[REQUIRED WORK] Reproduce word for word the lines of the records below, from the line containing "beard in the photo above." through the line containing "strap in the photo above.", both included.

[RECORDS FOR THIS TASK]
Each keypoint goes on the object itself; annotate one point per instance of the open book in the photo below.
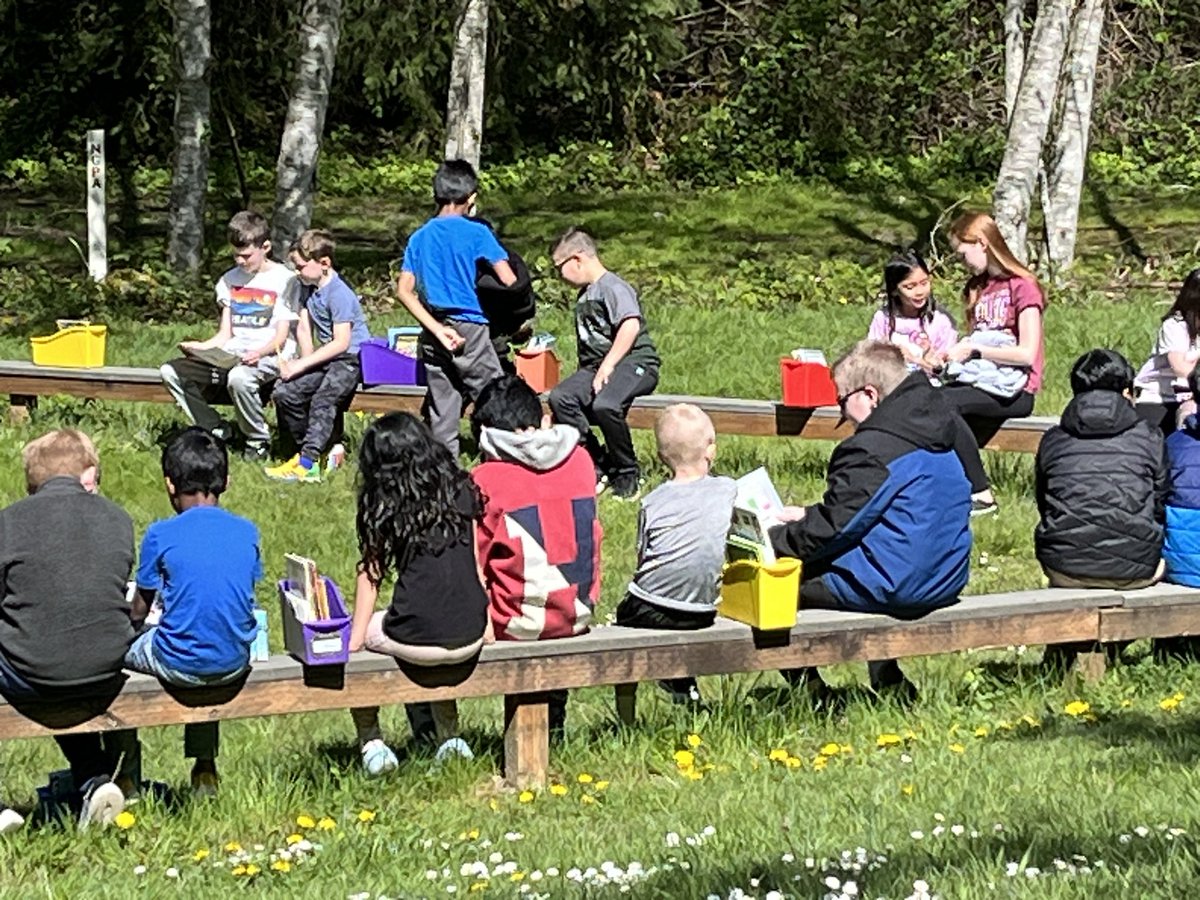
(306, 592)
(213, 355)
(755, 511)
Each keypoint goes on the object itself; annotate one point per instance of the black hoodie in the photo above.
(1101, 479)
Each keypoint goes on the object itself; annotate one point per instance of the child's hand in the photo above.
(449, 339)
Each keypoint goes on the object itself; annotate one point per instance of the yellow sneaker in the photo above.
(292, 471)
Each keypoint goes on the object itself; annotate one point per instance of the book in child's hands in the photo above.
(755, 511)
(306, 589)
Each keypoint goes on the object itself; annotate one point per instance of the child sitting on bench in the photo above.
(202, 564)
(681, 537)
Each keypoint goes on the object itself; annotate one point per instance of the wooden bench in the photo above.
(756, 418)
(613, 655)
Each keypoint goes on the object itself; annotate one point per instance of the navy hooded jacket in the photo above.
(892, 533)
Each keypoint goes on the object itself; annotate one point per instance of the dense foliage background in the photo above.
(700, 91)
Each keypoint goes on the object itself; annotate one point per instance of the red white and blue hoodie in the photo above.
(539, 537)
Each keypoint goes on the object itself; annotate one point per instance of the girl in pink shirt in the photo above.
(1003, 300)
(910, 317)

* * *

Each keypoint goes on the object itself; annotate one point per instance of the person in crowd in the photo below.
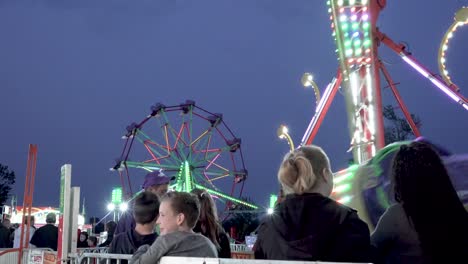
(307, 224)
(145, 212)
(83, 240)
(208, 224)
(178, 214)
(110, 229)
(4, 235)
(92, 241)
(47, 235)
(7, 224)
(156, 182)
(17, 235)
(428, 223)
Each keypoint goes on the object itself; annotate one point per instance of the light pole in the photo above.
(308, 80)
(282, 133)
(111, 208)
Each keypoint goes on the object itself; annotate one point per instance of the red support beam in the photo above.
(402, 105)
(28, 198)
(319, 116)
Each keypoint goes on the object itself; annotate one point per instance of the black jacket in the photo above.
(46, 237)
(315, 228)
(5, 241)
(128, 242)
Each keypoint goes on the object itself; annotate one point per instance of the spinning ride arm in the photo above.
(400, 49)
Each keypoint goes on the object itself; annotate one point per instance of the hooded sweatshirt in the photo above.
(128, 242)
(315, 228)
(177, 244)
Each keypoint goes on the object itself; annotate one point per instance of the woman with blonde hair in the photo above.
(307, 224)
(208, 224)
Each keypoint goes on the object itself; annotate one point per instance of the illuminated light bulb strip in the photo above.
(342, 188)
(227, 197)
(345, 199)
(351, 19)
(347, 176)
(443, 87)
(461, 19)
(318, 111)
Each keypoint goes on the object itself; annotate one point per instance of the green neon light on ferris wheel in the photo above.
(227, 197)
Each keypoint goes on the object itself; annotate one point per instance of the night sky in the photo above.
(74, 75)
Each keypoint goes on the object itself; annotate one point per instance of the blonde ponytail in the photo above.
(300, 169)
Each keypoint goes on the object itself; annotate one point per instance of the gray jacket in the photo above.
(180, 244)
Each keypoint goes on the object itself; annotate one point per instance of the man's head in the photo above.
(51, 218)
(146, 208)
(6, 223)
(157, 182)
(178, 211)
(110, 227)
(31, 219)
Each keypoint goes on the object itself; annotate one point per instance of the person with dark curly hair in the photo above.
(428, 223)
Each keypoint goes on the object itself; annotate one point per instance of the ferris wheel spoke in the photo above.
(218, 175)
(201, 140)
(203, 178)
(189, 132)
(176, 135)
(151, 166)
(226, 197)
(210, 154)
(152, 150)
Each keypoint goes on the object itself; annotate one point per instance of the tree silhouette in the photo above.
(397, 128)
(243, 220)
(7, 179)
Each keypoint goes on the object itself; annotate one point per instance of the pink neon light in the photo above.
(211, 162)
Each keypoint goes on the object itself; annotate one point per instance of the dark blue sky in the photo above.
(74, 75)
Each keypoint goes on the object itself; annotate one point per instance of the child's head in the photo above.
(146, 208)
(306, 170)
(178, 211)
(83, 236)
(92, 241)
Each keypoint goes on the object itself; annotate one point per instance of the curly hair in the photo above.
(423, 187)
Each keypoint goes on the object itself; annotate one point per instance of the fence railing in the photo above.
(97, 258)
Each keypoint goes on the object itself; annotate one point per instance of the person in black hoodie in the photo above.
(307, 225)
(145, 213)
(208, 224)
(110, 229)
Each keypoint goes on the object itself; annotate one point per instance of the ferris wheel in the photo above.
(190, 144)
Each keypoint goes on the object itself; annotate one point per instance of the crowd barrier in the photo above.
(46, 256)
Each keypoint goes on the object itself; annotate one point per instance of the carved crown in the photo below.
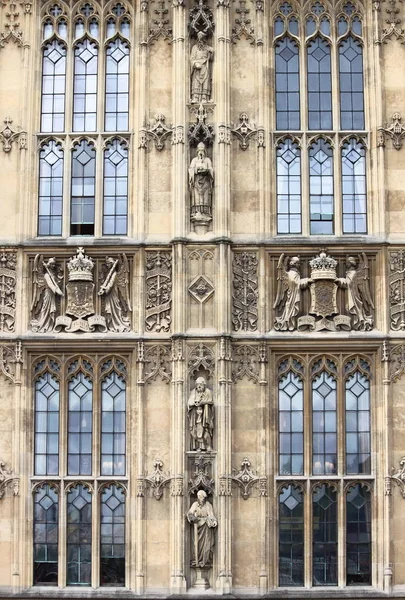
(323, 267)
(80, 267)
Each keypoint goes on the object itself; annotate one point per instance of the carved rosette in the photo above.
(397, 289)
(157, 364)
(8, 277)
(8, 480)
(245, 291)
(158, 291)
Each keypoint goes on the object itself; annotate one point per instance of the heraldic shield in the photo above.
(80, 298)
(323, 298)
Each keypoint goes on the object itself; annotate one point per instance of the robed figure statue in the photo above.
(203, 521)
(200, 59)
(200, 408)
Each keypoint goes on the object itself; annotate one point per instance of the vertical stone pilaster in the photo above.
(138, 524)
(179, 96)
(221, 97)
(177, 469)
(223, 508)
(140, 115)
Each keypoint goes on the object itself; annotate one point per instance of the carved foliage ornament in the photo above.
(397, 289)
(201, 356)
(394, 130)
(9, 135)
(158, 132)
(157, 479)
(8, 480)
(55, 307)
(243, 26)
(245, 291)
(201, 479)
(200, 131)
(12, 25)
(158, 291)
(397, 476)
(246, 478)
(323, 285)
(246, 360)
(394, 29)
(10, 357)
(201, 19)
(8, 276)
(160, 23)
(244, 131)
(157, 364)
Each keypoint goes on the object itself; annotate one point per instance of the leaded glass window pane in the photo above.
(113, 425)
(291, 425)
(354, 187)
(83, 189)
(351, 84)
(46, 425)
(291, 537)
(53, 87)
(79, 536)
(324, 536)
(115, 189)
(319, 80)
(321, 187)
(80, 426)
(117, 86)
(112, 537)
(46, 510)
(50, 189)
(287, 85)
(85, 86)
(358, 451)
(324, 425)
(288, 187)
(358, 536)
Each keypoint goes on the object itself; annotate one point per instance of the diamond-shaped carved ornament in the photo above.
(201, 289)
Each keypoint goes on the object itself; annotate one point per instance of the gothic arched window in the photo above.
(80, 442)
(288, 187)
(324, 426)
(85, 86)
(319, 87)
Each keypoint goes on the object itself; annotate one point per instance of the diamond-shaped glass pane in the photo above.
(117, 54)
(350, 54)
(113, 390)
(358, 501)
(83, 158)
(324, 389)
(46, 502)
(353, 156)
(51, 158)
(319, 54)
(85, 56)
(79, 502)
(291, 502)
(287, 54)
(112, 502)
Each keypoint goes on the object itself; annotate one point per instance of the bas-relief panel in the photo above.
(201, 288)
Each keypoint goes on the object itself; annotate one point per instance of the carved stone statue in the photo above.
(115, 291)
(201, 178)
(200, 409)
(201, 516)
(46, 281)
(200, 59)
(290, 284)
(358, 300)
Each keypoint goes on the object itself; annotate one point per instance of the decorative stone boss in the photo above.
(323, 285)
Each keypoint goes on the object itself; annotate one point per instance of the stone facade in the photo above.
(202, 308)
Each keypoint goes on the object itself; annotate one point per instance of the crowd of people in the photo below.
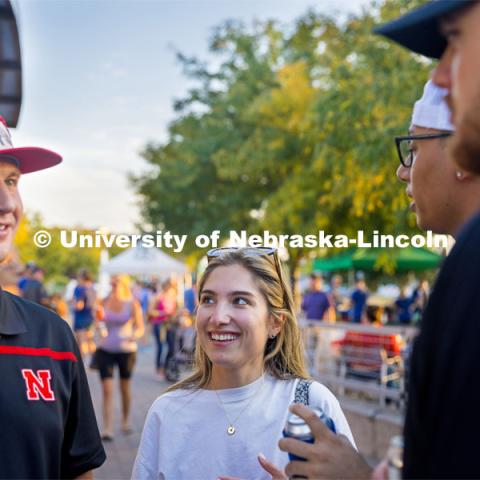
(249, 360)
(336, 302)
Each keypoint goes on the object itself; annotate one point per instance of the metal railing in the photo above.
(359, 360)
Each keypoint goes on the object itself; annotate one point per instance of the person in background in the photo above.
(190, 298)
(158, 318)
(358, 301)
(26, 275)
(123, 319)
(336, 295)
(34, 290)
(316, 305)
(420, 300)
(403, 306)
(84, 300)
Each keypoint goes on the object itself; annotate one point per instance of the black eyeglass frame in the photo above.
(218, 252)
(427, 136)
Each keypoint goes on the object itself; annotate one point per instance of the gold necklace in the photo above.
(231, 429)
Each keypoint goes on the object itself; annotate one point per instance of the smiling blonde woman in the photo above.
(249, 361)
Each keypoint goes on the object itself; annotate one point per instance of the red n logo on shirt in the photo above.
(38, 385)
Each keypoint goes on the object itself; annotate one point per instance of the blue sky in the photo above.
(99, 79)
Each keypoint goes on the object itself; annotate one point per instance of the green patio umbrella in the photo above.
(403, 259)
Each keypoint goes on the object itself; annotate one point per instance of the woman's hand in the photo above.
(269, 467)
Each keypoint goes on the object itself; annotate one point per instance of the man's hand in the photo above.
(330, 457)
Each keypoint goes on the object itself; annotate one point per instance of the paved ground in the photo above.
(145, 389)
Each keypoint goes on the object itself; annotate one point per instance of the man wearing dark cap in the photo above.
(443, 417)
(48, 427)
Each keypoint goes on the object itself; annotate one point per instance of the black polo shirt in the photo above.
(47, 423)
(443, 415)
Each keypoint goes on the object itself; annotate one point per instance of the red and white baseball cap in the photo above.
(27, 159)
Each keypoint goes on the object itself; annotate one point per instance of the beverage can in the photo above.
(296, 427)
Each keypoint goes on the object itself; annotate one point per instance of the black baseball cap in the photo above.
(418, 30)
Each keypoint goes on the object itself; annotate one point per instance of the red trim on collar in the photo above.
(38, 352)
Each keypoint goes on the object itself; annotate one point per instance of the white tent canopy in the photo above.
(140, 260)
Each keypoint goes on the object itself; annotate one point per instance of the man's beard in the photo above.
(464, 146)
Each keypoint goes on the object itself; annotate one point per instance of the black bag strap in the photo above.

[THE RESULT]
Each keypoint goes on the object itself; annotate one point per instance of the man's beard in the photo above.
(464, 146)
Each keypoint goes on the object itself; annotate one point per instance of the black bag strap in the photo above.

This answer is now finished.